Reading text:

Year 1205 (MCCV) was a common year starting on Saturday (link will display the full calendar) of the Julian calendar.

Events 
 By place 

 Byzantine Empire 
 Spring – Theodore I (Laskaris) is proclaimed Byzantine emperor (or basileus), formally founding the Empire of Nicaea, after repelling the invasions of rivals David Komnenos and Manuel Maurozomes into his domains. His appointment is an open challenge to the legitimacy of the Latin emperor Baldwin I, who rules over large parts of the former Byzantine Empire and regards Theodore as a usurper.
 March 19 – Battle of Adramyttion: The Byzantine army under Constantine Laskaris (brother of Theodore I) appears before the walls of Adramyttium – surprising the Latin garrison. Meanwhile, Henry of Flanders not wanting to remain trapped within the city, opens the gates and charges out with his heavy cavalry. He and his knights defeat the Byzantine forces, who are scattered and forced to retreat.
 March – Byzantine officials in Adrianople revolt and expel Latin administrators, requesting Bulgarian support from Kaloyan, ruler (tsar) of the Bulgarian Empire, against Baldwin I who assembles an army (some 40,000 men) and marches to aid the Byzantines. Meanwhile, Baldwin sets out from Constantinople in force, he arrives at Adrianople and promptly begins to siege the city by the end of March.
 April 14 – Battle of Adrianople: Latin forces under Baldwin I are defeated and eliminated in a successful ambush by Bulgarians, Vlachs and Cumans. Baldwin is captured and taken as prisoner to Veliko Tarnovo – where he is locked up at the top of a tower in the Tsarevets fortress. Later, Baldwin is possibly executed by orders of Kaloyan (this according to the Byzantine historian George Akropolites).
 Summer – Battle of Koundouros: Byzantine forces (some 5,000 men) under Michael Doukas, governor of the Theme of the Peloponnese (and later Despot of Epirus), tries to stop the Latin army (some 700 knights and foot soldiers) at the Olive Grove of Koundouros. The Byzantines are defeated by William of Champlitte, who later founds the Principality of Achaea (a vassal state of the Latin Empire).
 Othon de la Roche, a Burgundian nobleman, founds the Duchy of Athens (one of the Crusader states set up in Greece) and takes the title of "Grand Lord" (Megaskyr) in Athens.

 Europe 
 January 6 – Philip of Swabia becomes King of the Romans and is crowned again with great ceremony at Aachen by Archbishop Adolf of Cologne. After several threats, Adolf is removed from office by Pope Innocent III and excommunicated, on July 19. Philip is able to increasingly assert his kingship against Otto of Brunswick (who is also crowned king of Germany) in the northern parts of the Alps.

Directives:
a. Answer these from the 1205 text:
(i) On which day of the week did the year begin?
(ii) To which place was Baldwin I taken as a prisoner?
(iii) Who removed Archbishop Adolf of Cologne from office?
b. Transcribe the part of the 1205 text starting at "April 14 – Battle" and ending at "the Latin Empire).".
Rely only on the 1205 text for answers.

Extracted entries:

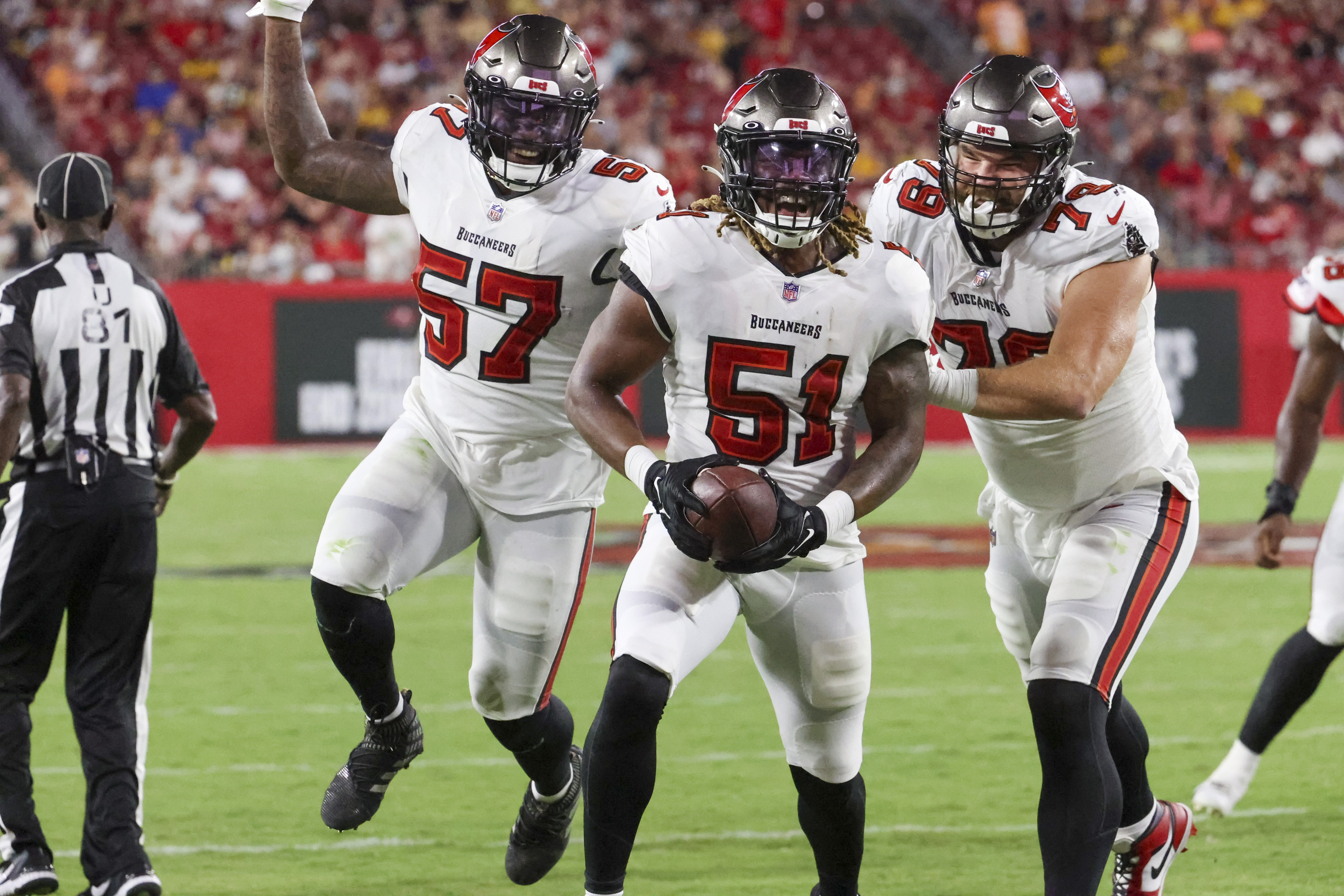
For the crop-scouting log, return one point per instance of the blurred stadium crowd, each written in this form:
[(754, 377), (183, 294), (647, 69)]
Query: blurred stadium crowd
[(1228, 113)]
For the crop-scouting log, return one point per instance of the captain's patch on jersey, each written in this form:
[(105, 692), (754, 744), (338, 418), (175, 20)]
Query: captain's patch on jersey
[(1135, 242)]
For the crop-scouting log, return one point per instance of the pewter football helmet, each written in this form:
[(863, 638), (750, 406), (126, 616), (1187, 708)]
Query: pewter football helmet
[(1017, 104), (787, 146), (533, 90)]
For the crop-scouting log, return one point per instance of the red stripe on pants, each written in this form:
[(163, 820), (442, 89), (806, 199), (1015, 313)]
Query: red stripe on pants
[(574, 612), (1151, 582)]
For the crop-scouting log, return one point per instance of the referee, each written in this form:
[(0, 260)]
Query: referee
[(86, 344)]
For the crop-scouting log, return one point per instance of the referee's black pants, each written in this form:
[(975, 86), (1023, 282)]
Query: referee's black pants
[(92, 555)]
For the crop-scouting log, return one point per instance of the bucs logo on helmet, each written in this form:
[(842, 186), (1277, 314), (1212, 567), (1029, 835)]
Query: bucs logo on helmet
[(531, 92)]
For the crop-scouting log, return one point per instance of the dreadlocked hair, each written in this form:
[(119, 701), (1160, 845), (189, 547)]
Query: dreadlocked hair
[(846, 230)]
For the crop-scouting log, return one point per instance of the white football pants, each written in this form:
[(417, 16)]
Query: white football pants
[(404, 511), (1078, 612), (808, 633), (1326, 622)]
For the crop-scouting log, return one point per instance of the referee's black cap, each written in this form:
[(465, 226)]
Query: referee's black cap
[(74, 186)]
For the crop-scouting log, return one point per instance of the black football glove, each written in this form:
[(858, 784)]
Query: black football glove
[(669, 487), (798, 531)]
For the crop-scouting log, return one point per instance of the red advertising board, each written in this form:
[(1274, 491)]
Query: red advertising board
[(1234, 322)]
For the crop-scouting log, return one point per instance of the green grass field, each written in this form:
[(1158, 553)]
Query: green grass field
[(249, 721)]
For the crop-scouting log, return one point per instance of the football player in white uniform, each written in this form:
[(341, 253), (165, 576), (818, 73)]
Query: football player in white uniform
[(519, 228), (776, 318), (1042, 280), (1298, 668)]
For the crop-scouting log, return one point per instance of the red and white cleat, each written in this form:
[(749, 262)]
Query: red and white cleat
[(1143, 870)]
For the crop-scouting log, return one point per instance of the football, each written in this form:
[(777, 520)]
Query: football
[(742, 510)]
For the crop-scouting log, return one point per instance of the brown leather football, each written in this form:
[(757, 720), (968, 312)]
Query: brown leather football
[(742, 510)]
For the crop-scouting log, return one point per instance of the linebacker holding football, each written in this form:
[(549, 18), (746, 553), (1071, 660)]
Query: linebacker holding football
[(776, 316), (1045, 298), (519, 226)]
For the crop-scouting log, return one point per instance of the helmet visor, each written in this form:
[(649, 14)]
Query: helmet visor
[(531, 122), (804, 160)]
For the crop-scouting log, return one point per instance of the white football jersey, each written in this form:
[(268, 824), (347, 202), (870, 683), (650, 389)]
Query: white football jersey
[(765, 366), (507, 291), (1320, 289), (995, 315)]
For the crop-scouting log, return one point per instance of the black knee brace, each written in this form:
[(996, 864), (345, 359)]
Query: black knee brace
[(541, 743), (620, 768), (359, 637), (634, 702), (1128, 742), (1080, 788), (832, 817), (1294, 676)]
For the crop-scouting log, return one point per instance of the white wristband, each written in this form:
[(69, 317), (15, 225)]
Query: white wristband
[(838, 508), (638, 463), (958, 390), (292, 10)]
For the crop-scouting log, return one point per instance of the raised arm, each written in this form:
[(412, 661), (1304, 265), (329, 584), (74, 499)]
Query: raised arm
[(894, 403), (1093, 339), (349, 173), (1299, 436), (622, 347)]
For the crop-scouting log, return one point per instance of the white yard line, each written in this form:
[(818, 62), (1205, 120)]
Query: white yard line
[(388, 843)]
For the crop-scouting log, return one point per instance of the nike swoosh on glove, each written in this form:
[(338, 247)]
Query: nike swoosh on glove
[(292, 10), (798, 531), (669, 488)]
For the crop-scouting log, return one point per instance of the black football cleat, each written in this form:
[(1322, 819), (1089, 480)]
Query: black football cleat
[(132, 883), (542, 831), (357, 792), (27, 871)]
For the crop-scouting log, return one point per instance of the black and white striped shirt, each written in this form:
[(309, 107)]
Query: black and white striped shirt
[(100, 342)]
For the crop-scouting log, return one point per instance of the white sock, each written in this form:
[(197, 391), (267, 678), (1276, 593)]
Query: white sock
[(394, 714), (1238, 766), (557, 796), (1127, 836)]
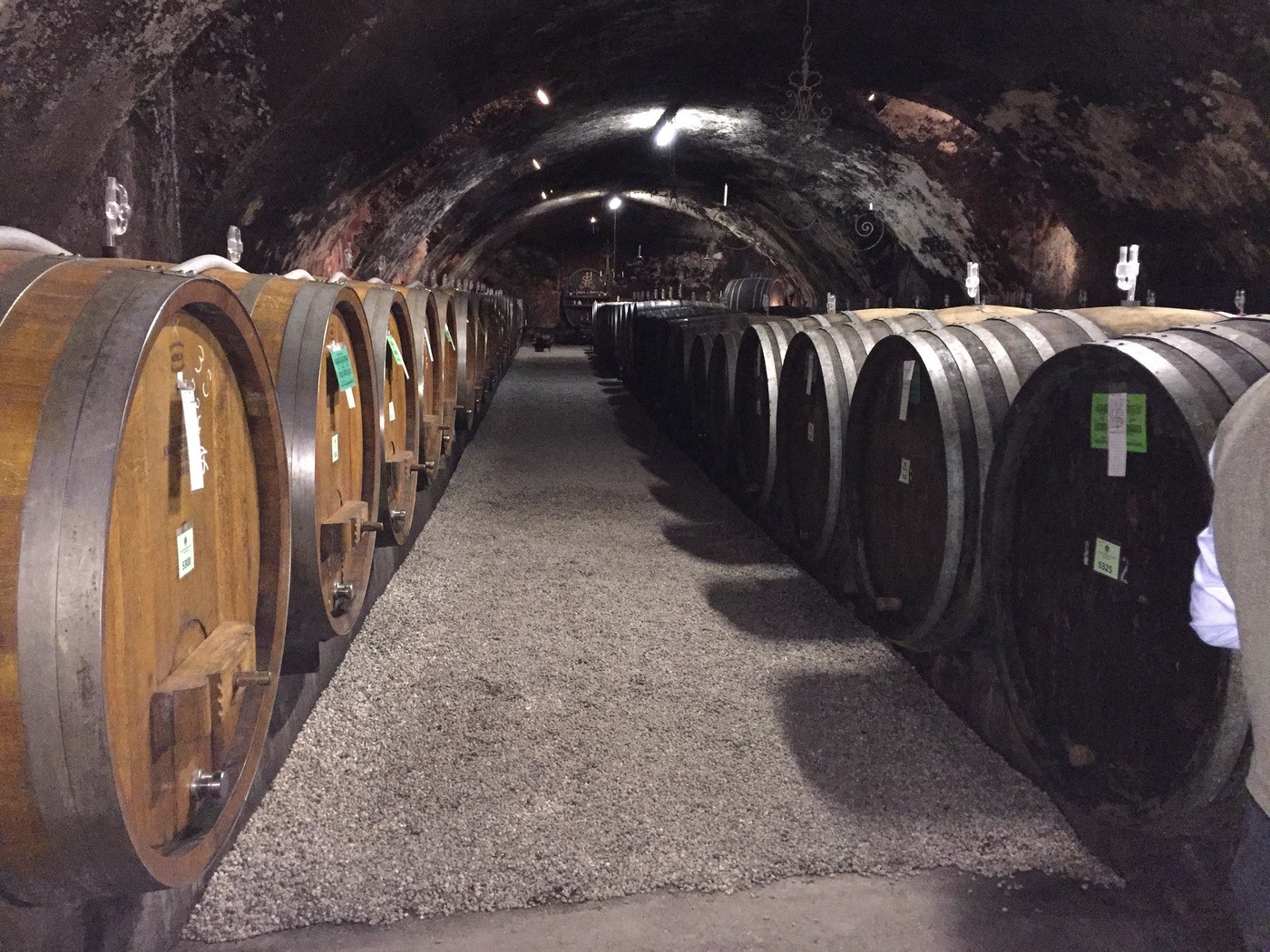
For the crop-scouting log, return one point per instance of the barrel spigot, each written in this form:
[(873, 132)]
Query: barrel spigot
[(207, 784)]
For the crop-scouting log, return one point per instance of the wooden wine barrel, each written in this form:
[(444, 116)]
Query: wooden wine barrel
[(333, 448), (756, 378), (755, 295), (466, 355), (142, 602), (429, 383), (721, 384), (396, 355), (1088, 575), (816, 381), (447, 349), (917, 459)]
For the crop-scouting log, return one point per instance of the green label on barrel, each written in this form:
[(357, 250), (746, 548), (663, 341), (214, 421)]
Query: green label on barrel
[(1136, 423), (396, 353), (1107, 559), (343, 365)]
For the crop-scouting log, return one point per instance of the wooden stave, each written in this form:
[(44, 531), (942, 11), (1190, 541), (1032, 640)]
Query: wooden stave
[(977, 402), (721, 384), (383, 302), (296, 355), (1219, 752), (92, 847), (429, 374)]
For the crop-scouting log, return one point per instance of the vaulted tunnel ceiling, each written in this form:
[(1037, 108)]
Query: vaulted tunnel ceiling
[(1035, 137)]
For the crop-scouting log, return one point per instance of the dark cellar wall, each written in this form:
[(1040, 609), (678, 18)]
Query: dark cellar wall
[(1035, 139)]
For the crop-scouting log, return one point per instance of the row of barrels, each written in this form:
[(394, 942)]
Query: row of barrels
[(1022, 482), (194, 472)]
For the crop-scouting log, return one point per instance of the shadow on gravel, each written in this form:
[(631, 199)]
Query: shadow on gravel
[(724, 542), (793, 608)]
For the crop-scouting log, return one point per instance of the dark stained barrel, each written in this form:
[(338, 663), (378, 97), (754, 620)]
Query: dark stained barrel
[(396, 353), (1088, 575), (920, 437), (143, 570), (816, 386), (466, 358), (720, 387), (319, 346), (755, 295)]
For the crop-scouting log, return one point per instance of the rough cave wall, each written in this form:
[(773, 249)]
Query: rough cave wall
[(1034, 139)]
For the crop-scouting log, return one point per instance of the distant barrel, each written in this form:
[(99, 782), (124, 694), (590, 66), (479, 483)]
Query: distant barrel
[(1096, 491), (145, 539)]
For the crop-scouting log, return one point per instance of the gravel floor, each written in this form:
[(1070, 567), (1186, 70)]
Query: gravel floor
[(593, 676)]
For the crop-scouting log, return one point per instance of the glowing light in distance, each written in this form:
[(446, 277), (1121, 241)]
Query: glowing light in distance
[(666, 133)]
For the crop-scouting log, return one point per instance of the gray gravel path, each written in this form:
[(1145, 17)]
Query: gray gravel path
[(593, 676)]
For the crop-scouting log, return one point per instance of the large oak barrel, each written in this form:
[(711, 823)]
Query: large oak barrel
[(467, 357), (756, 380), (429, 381), (720, 387), (1088, 575), (755, 295), (319, 346), (447, 349), (816, 384), (396, 355), (143, 570), (920, 437)]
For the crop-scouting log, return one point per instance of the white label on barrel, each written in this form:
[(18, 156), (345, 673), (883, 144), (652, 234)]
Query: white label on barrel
[(193, 435), (184, 549), (904, 389), (1107, 559), (1118, 429)]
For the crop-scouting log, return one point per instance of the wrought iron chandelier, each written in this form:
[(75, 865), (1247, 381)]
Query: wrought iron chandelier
[(803, 117)]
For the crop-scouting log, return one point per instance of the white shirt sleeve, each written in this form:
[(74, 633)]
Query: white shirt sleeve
[(1212, 608)]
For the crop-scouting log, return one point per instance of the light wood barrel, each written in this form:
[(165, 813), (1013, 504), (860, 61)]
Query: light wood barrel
[(396, 353), (917, 459), (1088, 575), (142, 613), (334, 448)]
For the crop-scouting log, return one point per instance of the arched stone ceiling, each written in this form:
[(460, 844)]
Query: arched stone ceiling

Task responses:
a.
(i) Saturday
(ii) Veliko Tarnovo
(iii) Pope Innocent III

b.
April 14 – Battle of Adrianople: Latin forces under Baldwin I are defeated and eliminated in a successful ambush by Bulgarians, Vlachs and Cumans. Baldwin is captured and taken as prisoner to Veliko Tarnovo – where he is locked up at the top of a tower in the Tsarevets fortress. Later, Baldwin is possibly executed by orders of Kaloyan (this according to the Byzantine historian George Akropolites).
 Summer – Battle of Koundouros: Byzantine forces (some 5,000 men) under Michael Doukas, governor of the Theme of the Peloponnese (and later Despot of Epirus), tries to stop the Latin army (some 700 knights and foot soldiers) at the Olive Grove of Koundouros. The Byzantines are defeated by William of Champlitte, who later founds the Principality of Achaea (a vassal state of the Latin Empire).